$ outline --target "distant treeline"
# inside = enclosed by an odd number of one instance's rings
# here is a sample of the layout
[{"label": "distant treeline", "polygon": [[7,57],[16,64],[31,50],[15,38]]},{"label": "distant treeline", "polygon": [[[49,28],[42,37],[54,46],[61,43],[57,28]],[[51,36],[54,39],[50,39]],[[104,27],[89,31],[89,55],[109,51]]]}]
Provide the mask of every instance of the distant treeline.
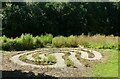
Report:
[{"label": "distant treeline", "polygon": [[120,2],[2,3],[2,33],[8,37],[105,34],[119,35]]}]

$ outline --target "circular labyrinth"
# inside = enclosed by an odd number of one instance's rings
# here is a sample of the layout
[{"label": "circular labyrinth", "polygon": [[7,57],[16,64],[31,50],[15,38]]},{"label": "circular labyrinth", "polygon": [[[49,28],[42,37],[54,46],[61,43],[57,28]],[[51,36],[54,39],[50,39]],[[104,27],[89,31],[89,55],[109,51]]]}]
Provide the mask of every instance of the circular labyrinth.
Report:
[{"label": "circular labyrinth", "polygon": [[[40,50],[17,54],[10,60],[21,66],[38,68],[81,68],[82,60],[100,60],[101,53],[84,48],[42,48]],[[84,62],[84,61],[83,61]]]}]

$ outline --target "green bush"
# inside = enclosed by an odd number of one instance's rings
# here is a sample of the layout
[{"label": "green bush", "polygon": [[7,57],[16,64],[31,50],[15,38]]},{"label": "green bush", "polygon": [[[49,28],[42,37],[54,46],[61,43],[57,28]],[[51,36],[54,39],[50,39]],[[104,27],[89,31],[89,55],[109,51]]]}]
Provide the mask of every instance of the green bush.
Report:
[{"label": "green bush", "polygon": [[44,46],[43,42],[42,42],[42,40],[41,40],[41,38],[39,36],[34,37],[33,40],[34,40],[34,47],[35,48]]},{"label": "green bush", "polygon": [[53,47],[65,47],[67,38],[64,36],[54,37],[52,40]]},{"label": "green bush", "polygon": [[43,45],[46,46],[47,44],[52,43],[53,36],[51,34],[41,35],[40,39]]},{"label": "green bush", "polygon": [[77,46],[78,46],[77,36],[71,35],[67,37],[66,47],[77,47]]}]

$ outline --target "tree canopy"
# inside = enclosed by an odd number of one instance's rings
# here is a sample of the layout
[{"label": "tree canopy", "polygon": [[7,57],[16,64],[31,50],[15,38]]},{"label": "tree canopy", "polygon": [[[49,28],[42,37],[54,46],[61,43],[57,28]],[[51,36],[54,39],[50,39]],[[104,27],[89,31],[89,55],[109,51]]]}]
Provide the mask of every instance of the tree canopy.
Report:
[{"label": "tree canopy", "polygon": [[22,33],[119,35],[119,7],[119,2],[3,3],[2,32],[8,37]]}]

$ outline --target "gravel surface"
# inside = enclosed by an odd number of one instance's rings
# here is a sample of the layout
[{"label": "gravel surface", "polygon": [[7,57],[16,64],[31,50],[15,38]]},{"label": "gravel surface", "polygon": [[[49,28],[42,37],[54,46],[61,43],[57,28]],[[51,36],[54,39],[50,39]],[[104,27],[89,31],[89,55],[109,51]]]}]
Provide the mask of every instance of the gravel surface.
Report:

========================================================================

→ Aim
Transcribe the entries above verbatim, omitting their pictures.

→ The reply
$ outline --target "distant treeline"
# inside = enclosed by an odd number of one instance's rings
# here is a sample of the layout
[{"label": "distant treeline", "polygon": [[7,57],[16,64],[31,50],[15,38]]},{"label": "distant treeline", "polygon": [[[49,28],[42,37],[54,46],[61,43],[57,28]],[[51,36],[54,39],[50,39]],[[104,27],[89,31],[89,55],[109,51]]]}]
Provide the mask of every instance of the distant treeline.
Report:
[{"label": "distant treeline", "polygon": [[120,2],[2,3],[2,33],[8,37],[105,34],[119,35]]}]

$ outline --target "circular labyrinth"
# inside = enclosed by an odd number of one instance's rings
# here is a sample of the layout
[{"label": "circular labyrinth", "polygon": [[7,57],[16,64],[31,50],[15,38]]},{"label": "circular labyrinth", "polygon": [[[49,28],[42,37],[54,46],[61,43],[57,28]],[[51,36],[54,39],[50,39]],[[104,27],[89,31],[89,55],[109,51]]]}]
Provide the mask of every instance of the circular labyrinth.
Report:
[{"label": "circular labyrinth", "polygon": [[[40,50],[17,54],[10,60],[21,66],[38,68],[81,68],[82,60],[100,60],[101,53],[84,48],[42,48]],[[84,62],[84,61],[83,61]]]}]

$ outline --target "green bush"
# inside = enclosed by an odd number of one instance's rings
# here is a sample of the layout
[{"label": "green bush", "polygon": [[7,57],[16,64],[31,50],[15,38]]},{"label": "green bush", "polygon": [[[49,28],[42,37],[54,46],[61,43],[57,28]],[[51,36],[54,39],[50,39]],[[104,27],[89,31],[89,55],[109,51]]]}]
Provide the mask of every instance of the green bush.
Report:
[{"label": "green bush", "polygon": [[44,46],[43,42],[42,42],[42,40],[41,40],[41,38],[39,36],[34,37],[33,40],[34,40],[34,47],[35,48]]},{"label": "green bush", "polygon": [[53,47],[65,47],[67,38],[64,36],[54,37],[52,40]]},{"label": "green bush", "polygon": [[43,45],[46,46],[47,44],[52,43],[53,36],[51,34],[41,35],[40,39]]},{"label": "green bush", "polygon": [[77,46],[78,46],[77,36],[71,35],[67,37],[66,47],[77,47]]}]

$ outline --target "tree canopy"
# inside = enclosed by an odd number of one instance's rings
# here is a sample of the layout
[{"label": "tree canopy", "polygon": [[7,57],[16,64],[31,50],[15,38]]},{"label": "tree canopy", "polygon": [[[49,28],[42,37],[54,46],[61,43],[57,28]],[[51,36],[54,39],[50,39]],[[104,27],[89,31],[89,55],[109,51]]]}]
Provide the mask of every instance of the tree canopy.
Report:
[{"label": "tree canopy", "polygon": [[22,33],[119,35],[119,7],[119,2],[3,3],[2,32],[8,37]]}]

$ outline --target "gravel surface"
# inside = enclosed by an odd number of one instance's rings
# here is a sample of the layout
[{"label": "gravel surface", "polygon": [[7,57],[16,64],[31,50],[15,38]]},{"label": "gravel surface", "polygon": [[[49,28],[42,37],[54,46],[61,43],[57,28]],[[51,36],[54,39],[50,39]],[[104,27],[89,31],[89,55],[109,51]]]}]
Provide the mask of every instance of the gravel surface.
Report:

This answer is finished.